#### Kutipan Teks ####

2- Lalu kita menginjak pada pembahasan pelajaran kedua yang bisa diambil dari metode Al-Qur’an untuk menata masyarakat, dan hal itu adalah urgensitas membangun dimensi akhlak dan akidah untuk menguatkan kepribadian seorang muslim. Al-Qur’an dalam membangun dimensi ini menyandarkan pada beberapa metode yang telah saya sebutkan di dalam pelajaran (Falnarji’ Ila Allah) dan kita katakan di sana bahwa: Manusia berjalan dan menempuh pada tiga alam dalam kehidupannya, yakni (akal, hati, ruh), dengan ketiga hal itu manusia bisa memahami adanya hubungan antara tidak turunnya keberkahan dari langit, terhalangnya kebaikan dari bumi, sering tertimpa keburukan, tidak dikabulkannya doa, lalu ketiga hal itu pulalah yang bisa memahami sebab-sebab dari keburukan yang terjadi yakni karena umat manusia jauh dari syariat Allah Swt dan meninggalkan kewajiban mengajak kepada yang makruf dan mencegah dari yang mungkar, maka dari itu barang siapa yang ingin keluar dari keburukan tadi wajib baginya untuk melaksanakan tugas penting tersebut, seperti yang disebutkan di dalam riwayat :
)) إذا تركتم الأمر بالمعروف والنهي عن المنكر نزعت عنكم البركات ونزلت عليكم البليّات وسلطت عليكم شراركم ثم تدعون فلا يستجاب لكم((
((Jikalau kalian meninggalkan amar makruf nahi munkar akan dicabut dari kalian semua keberkahan, akan datang pada kalian bencana, dan kalian diliputi dengan keburukan, dan tertolak doa-doa kalian semua))[1].
Yang lebih utama dari metode Al-Qur’an dalam hal ini adalah menunjukkan bukti-bukti keterasingan jiwa di hari kematian dan kedahsyatan bencana hari kiamat, begitu juga kejadian mengenai percakapan orang-orang kafir dan fasik di neraka dengan para setan dan iblis, serta peringatan kepada mereka mengenai sunatullah Swt, seperti kisah umat-umat yang terdahulu yang menyimpang dari ketaatan, seperti yang difirmankan-Nya :
}دَمَّرَ اللَّهُ عَلَيْهِمْ وَلِلْكَافِرِينَ أَمْثَالُهَا{
{Allah telah membinasakan mereka, dan bagi orang-orang kafir akan menerima (nasib) yang serupa itu} (Muhammad: 10),
}فَأَخَذَهُمُ اللّهُ بِذُنُوبِهِمْ وَاللّهُ شَدِيدُ الْعِقَابِ{
{maka Allah menyiksa mereka disebabkan dosa-dosanya. Allah sangat berat hukuman-Nya} (Ali-Imran: 11), kemudian Al-Qur’an menjelaskan besarnya dan banyaknya kenikmatan dari Allah Swt yang dicurahkan kepada hamba-hamba-Nya yang tak terhitung jumlahnya dengan disertai pengakuan mereka terhadap hakikat fitrah yang terpendam pada jiwa manusia:
}هَلْ جَزَاء الإِحْسَانِ إِلا الإِحْسَانُ{
{Tidak ada balasan untuk kebaikan selain kebaikan (pula)} (Ar-Rahman: 60),
Kemudian juga menjelaskan mengenai kebahagiaan yang akan dirasakan hati manusia dan dalam kehidupannya begitu juga kebahagiaan masyarakatnya, jikalau mereka melaksanakan syariat Allah Swt, seperti dalam firman-Nya:
}وَلَوْ أَنَّ أَهْلَ الْقُرَى آمَنُواْ وَاتَّقَواْ لَفَتَحْنَا عَلَيْهِم بَرَكَاتٍ مِّنَ السَّمَاء وَالأَرْضِ{
{Dan sekiranya penduduk negeri beriman dan bertakwa, pasti Kami akan melimpahkan kepada mereka berkah dari langit dan bumi} (Al-A’raf: 96).

#### Data yang Diberikan ####

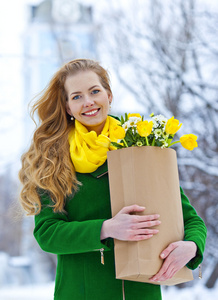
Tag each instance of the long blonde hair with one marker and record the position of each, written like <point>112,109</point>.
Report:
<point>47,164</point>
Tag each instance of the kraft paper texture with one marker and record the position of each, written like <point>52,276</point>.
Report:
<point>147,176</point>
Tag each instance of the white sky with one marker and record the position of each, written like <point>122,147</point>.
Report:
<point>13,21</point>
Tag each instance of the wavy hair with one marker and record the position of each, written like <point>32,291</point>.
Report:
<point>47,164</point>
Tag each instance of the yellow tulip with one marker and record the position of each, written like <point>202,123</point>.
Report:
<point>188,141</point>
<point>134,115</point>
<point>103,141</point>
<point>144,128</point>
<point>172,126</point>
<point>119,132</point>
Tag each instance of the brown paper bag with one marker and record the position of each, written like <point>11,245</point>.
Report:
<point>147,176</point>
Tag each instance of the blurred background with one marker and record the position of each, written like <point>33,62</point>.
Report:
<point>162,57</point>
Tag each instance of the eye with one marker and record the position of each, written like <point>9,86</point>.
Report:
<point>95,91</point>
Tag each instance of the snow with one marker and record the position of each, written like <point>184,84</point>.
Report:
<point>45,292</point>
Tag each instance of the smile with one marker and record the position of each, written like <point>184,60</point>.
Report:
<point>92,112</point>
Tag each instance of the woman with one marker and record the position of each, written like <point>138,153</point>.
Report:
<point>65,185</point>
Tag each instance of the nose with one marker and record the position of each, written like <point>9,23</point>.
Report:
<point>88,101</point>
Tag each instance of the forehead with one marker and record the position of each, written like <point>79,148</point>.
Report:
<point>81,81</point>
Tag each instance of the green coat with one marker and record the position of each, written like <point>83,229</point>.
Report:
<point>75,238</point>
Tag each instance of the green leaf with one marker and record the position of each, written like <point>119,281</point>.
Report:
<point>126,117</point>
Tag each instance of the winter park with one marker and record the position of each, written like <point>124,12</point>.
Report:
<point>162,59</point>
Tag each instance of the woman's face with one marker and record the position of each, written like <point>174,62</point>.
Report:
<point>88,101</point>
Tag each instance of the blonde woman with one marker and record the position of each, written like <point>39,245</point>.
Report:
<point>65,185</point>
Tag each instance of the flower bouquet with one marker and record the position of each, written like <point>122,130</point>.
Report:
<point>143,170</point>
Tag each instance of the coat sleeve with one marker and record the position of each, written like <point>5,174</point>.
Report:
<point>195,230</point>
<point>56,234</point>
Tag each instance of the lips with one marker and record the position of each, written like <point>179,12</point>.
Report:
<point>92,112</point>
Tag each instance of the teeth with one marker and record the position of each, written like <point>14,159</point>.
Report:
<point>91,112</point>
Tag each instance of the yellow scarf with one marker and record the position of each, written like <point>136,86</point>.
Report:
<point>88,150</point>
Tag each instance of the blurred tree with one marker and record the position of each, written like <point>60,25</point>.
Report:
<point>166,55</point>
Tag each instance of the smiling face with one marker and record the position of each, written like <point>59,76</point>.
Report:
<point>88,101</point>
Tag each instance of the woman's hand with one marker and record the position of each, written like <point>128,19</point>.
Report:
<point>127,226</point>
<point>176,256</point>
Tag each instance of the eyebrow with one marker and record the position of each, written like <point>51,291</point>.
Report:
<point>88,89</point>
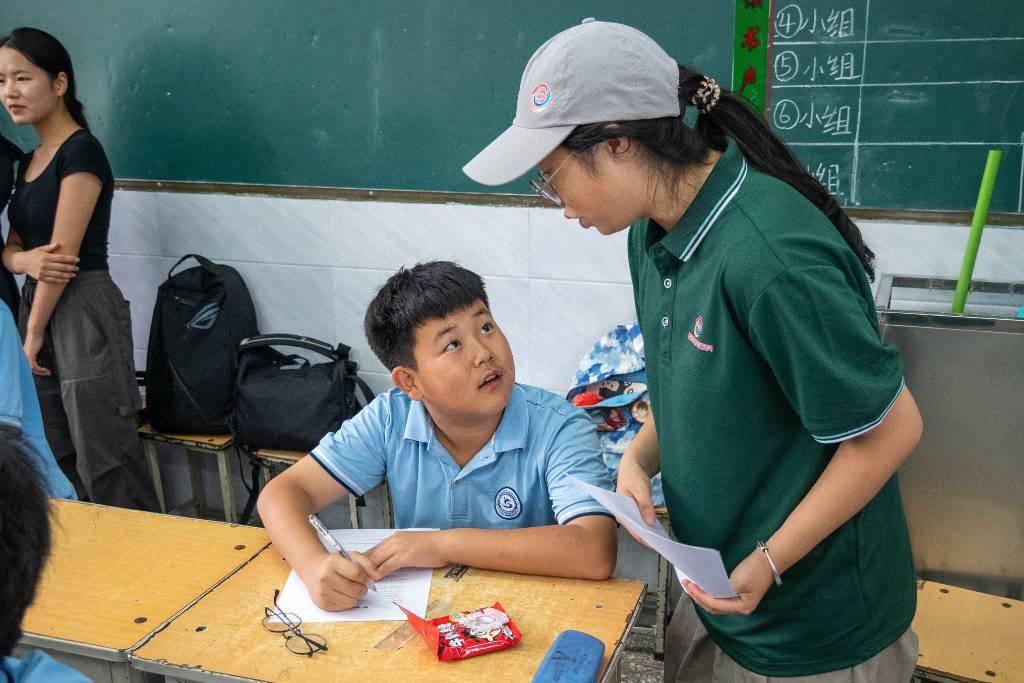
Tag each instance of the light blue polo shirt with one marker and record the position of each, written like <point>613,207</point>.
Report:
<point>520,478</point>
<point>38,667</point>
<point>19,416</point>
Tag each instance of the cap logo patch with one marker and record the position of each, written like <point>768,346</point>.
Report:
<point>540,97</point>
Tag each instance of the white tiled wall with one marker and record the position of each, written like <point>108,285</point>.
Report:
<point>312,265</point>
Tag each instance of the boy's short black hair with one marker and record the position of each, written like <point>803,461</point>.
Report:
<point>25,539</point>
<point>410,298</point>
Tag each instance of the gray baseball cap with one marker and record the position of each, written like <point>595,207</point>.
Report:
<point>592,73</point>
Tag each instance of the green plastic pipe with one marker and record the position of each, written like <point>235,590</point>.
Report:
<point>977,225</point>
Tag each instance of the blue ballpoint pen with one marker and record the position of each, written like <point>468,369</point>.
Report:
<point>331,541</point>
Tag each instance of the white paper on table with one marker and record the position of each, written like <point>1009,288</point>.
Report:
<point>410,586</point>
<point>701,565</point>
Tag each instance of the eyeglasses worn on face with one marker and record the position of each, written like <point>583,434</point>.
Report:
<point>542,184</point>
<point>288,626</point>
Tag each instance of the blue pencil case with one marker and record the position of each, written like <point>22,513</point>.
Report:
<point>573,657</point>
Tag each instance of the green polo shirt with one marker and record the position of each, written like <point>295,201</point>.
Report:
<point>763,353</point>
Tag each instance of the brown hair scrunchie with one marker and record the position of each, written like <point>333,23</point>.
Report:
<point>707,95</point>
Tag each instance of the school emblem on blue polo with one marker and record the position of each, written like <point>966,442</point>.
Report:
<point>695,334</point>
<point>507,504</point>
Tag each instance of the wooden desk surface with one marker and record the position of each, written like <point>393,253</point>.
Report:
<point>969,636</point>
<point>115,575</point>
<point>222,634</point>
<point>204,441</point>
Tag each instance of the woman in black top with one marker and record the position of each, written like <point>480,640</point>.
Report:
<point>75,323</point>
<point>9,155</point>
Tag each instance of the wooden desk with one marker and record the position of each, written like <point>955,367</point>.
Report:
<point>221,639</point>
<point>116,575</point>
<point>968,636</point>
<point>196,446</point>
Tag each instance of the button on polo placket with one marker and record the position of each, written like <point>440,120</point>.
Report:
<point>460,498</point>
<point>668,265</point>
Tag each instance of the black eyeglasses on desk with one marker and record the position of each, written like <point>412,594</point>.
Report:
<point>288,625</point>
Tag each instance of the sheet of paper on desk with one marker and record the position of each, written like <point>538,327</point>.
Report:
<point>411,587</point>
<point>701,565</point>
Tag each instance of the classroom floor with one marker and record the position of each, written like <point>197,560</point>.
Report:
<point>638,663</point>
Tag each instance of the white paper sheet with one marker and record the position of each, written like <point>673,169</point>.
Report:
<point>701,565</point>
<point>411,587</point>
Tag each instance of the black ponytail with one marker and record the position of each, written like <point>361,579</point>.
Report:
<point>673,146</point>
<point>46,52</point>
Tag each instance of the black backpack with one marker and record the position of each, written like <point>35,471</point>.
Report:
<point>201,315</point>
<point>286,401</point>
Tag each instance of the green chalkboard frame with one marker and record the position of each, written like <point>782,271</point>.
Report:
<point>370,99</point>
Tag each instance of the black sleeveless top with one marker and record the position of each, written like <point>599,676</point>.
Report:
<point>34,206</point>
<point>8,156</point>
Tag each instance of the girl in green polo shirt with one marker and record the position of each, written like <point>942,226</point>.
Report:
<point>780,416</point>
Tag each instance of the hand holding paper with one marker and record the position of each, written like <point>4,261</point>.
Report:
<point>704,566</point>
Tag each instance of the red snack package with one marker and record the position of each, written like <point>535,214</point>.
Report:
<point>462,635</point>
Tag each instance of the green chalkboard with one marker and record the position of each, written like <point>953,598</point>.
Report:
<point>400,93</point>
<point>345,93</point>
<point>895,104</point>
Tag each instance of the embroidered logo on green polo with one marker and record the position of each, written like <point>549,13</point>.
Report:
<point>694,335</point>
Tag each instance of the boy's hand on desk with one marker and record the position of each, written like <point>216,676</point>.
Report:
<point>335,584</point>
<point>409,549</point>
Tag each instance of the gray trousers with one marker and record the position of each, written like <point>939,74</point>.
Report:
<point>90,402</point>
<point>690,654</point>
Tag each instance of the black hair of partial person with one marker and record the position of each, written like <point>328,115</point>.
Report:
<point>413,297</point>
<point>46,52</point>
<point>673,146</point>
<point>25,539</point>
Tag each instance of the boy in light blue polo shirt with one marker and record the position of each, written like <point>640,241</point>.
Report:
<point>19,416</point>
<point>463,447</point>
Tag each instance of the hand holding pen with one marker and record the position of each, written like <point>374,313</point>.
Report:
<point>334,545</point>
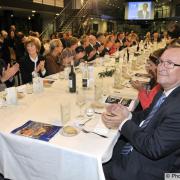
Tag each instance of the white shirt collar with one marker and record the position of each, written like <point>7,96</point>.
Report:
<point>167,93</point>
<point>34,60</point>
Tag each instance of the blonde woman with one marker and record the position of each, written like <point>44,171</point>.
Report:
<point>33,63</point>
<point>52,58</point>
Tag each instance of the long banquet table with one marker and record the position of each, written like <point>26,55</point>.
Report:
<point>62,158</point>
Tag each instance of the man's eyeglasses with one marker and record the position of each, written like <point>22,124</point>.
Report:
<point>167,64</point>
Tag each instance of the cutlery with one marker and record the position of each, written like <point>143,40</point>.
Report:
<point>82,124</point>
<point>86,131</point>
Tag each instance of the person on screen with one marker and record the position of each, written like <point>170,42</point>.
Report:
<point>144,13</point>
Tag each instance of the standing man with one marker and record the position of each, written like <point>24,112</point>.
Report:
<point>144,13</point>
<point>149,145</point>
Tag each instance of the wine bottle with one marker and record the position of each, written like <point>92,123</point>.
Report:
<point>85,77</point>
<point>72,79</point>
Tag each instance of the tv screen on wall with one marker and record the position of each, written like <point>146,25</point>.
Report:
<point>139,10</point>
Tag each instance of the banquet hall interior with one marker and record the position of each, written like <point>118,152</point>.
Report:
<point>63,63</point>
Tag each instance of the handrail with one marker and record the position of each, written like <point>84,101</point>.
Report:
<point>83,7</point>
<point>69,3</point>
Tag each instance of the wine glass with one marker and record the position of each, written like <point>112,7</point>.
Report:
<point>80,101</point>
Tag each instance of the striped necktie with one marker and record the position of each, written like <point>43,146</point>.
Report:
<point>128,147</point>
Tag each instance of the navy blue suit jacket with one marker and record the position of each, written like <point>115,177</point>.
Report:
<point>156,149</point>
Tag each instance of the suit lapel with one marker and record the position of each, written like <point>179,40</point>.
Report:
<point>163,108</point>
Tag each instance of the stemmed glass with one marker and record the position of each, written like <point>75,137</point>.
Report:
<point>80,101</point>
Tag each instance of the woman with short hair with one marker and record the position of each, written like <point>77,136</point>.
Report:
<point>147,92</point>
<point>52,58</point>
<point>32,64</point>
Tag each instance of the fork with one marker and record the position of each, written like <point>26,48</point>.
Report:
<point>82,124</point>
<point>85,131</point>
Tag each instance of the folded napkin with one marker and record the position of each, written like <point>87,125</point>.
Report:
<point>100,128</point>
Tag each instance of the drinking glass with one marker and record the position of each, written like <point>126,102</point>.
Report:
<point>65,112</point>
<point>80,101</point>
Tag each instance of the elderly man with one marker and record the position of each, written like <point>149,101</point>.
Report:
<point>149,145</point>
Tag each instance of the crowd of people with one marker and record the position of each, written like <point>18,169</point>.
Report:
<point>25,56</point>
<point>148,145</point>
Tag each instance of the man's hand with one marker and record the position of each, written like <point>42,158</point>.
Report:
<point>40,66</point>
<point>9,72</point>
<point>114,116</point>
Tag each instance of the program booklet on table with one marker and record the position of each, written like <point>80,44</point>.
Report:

####
#### Data yang Diberikan ####

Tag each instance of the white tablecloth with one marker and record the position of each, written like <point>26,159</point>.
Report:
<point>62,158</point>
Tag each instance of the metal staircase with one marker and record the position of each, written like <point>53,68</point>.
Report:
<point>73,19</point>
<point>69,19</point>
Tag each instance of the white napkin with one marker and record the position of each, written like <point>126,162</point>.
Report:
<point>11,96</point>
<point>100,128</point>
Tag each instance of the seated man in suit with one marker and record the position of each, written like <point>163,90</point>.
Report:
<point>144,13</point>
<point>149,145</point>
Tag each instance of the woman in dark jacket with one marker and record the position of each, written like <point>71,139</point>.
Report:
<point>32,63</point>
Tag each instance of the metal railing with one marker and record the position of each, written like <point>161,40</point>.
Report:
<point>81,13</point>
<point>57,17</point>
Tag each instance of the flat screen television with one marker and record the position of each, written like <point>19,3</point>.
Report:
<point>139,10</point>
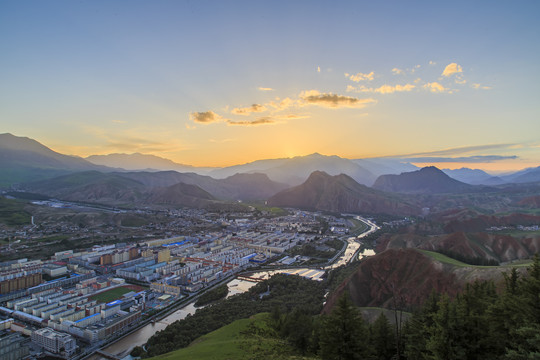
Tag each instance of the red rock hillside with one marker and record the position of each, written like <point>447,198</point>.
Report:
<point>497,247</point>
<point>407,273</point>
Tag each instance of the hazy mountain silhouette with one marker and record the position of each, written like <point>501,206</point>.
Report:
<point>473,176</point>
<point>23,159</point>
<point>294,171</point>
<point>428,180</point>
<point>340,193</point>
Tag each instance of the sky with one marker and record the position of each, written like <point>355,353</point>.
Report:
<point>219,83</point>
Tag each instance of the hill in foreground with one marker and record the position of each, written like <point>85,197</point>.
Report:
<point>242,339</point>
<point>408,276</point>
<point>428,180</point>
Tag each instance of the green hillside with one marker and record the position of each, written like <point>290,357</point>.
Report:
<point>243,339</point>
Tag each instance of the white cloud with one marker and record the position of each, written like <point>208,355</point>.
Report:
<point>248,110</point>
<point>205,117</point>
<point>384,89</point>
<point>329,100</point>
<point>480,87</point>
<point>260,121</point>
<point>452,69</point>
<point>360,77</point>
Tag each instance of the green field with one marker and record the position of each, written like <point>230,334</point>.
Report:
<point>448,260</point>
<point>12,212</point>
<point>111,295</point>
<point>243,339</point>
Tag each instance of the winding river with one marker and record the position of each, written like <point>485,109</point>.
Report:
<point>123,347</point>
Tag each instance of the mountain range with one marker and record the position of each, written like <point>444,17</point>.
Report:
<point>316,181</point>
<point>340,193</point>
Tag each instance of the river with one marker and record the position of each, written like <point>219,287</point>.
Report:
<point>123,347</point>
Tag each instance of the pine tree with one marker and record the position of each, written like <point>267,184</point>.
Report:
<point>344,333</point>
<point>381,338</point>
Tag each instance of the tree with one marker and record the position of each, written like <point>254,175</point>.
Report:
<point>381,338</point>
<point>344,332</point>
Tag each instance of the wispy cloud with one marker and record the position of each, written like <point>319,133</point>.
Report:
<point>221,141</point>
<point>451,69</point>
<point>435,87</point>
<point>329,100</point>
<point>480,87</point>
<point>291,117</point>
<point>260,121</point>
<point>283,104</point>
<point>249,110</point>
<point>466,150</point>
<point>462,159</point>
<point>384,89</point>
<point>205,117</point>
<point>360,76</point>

####

Sebutkan tiga alam yang ditempuh manusia dalam kehidupannya menurut kutipan tentang metode Al-Qur’an untuk menata masyarakat.

## Jawaban Soal
Akal, hati, dan ruh.